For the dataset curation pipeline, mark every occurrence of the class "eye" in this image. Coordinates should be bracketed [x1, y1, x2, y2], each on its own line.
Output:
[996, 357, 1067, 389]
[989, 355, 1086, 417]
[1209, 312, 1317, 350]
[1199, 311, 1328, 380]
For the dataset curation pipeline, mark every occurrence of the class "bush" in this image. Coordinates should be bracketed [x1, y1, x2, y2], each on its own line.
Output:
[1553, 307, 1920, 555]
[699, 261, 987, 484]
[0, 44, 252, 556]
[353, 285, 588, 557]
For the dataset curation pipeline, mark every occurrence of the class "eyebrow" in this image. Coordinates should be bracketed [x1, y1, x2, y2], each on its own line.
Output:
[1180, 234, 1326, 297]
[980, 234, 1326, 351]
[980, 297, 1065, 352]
.....
Work task - Retype all the data verbatim.

Task solution -
For the dataset curation pipeline, mark every occurrence of the class "eye" in this image. Coordinates should be bracketed [x1, y1, x2, y2], each on its own line.
Output:
[996, 357, 1067, 389]
[989, 355, 1086, 417]
[1209, 312, 1317, 350]
[1199, 311, 1328, 380]
For the dataset curation pipeline, mark every occurrence of the class "bush" in this image. Coordinates should be bracketed [x1, y1, x2, y2], each on its own line.
Output:
[1553, 307, 1920, 555]
[699, 261, 987, 484]
[0, 44, 252, 556]
[353, 285, 588, 557]
For the dataset curation pipeline, mark every occurrence of the class "eyebrow" in this image. Coordinates should be bracketed [x1, y1, x2, y2], each on its own line.
Output:
[1180, 234, 1326, 297]
[980, 234, 1326, 351]
[980, 297, 1065, 352]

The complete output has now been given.